SOURCE RECORDS.
--------------------------------

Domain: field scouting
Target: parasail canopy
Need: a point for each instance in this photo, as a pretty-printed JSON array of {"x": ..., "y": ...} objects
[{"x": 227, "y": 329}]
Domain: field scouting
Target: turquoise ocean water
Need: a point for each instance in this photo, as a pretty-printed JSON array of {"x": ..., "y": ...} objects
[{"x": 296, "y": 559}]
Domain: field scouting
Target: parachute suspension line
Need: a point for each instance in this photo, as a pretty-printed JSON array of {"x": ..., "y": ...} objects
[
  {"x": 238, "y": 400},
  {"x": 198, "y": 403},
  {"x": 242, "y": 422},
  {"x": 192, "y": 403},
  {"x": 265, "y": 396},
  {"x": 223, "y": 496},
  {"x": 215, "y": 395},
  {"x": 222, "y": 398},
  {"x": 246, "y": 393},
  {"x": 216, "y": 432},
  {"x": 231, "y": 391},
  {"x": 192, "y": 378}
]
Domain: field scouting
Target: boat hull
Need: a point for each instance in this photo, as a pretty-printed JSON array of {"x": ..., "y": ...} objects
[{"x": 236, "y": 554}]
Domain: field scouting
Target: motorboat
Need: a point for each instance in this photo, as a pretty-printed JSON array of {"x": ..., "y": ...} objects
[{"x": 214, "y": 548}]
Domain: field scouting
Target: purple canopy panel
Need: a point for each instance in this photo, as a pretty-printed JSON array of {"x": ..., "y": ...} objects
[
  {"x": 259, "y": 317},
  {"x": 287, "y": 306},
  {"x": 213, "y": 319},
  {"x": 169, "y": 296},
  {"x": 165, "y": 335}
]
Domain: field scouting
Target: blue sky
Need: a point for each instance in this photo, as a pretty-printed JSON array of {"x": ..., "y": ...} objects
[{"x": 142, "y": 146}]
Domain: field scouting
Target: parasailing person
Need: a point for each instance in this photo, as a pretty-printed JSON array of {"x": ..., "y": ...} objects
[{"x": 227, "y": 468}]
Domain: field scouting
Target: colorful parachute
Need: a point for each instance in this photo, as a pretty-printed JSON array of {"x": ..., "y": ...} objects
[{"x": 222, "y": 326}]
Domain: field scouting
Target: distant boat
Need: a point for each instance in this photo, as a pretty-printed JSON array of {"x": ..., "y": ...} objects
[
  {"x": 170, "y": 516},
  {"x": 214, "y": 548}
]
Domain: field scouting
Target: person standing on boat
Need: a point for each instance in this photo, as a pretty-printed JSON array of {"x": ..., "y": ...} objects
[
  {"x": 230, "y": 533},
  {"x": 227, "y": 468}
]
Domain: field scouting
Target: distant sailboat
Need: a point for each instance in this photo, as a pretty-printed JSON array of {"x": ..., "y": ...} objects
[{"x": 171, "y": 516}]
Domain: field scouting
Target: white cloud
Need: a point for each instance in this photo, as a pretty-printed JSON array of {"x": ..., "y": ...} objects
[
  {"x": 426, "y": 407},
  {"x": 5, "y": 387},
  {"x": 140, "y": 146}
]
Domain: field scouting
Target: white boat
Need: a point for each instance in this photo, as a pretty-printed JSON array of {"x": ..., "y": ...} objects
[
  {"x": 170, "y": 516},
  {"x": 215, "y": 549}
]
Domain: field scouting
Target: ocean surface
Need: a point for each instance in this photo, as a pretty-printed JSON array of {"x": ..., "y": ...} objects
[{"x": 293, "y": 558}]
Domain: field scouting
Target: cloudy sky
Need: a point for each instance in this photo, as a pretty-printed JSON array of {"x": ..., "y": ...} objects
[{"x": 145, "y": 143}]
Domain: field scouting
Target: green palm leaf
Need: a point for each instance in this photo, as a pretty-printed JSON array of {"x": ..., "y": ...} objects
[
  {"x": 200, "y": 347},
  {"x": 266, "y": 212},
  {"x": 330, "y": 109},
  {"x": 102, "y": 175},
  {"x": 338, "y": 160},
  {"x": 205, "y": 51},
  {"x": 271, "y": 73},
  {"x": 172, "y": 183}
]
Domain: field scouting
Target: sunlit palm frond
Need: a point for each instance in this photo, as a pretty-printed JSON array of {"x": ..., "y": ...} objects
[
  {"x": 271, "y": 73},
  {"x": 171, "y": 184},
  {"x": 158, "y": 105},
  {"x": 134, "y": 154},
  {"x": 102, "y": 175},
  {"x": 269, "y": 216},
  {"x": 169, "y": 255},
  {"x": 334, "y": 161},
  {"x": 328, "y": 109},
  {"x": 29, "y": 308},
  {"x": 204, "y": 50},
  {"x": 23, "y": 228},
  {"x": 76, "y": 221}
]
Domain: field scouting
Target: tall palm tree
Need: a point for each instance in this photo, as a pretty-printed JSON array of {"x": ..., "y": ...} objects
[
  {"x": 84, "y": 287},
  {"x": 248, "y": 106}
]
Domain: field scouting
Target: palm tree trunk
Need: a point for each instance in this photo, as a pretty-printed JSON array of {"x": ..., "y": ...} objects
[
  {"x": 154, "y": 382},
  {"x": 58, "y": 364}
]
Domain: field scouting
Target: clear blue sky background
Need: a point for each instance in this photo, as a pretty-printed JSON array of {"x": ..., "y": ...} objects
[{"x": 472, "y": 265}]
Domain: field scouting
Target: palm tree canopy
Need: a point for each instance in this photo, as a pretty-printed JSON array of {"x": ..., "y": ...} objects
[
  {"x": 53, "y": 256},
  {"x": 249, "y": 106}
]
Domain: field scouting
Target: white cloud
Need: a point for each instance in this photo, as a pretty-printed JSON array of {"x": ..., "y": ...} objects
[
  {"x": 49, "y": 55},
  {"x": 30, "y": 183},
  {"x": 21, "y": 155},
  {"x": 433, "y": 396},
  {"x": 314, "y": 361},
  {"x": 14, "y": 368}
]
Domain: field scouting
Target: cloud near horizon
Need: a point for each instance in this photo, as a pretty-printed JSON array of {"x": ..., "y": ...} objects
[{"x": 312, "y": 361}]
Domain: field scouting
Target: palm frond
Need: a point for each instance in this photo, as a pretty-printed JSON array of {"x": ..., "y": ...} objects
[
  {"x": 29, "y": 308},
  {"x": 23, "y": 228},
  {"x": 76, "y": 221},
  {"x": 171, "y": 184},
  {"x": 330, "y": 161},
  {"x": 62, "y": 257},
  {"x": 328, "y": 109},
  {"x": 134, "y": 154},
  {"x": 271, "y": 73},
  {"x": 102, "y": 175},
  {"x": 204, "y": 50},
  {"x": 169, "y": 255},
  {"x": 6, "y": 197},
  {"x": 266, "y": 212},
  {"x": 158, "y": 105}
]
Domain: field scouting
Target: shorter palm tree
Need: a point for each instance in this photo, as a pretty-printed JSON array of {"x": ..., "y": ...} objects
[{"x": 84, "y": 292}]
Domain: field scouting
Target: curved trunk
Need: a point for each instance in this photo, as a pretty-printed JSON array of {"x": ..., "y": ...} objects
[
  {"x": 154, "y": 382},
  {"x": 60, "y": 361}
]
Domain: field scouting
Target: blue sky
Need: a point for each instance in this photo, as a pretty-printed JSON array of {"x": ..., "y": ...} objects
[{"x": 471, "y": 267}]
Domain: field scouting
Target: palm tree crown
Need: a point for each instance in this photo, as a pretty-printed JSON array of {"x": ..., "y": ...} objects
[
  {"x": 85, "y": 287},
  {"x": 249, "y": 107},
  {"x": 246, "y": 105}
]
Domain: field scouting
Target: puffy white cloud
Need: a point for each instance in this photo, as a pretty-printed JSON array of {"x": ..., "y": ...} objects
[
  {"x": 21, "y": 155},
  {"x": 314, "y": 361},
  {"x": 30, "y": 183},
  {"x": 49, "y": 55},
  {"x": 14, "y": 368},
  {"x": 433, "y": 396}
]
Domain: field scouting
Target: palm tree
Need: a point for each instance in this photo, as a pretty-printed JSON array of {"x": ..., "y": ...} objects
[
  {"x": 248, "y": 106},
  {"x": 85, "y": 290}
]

--------------------------------

PROBLEM STATEMENT. Please show the lines in the entries above that hold the string "white".

OUTPUT FOR THIS TASK.
Target: white cloud
Target: white boat
Target: white cloud
Target: puffy white cloud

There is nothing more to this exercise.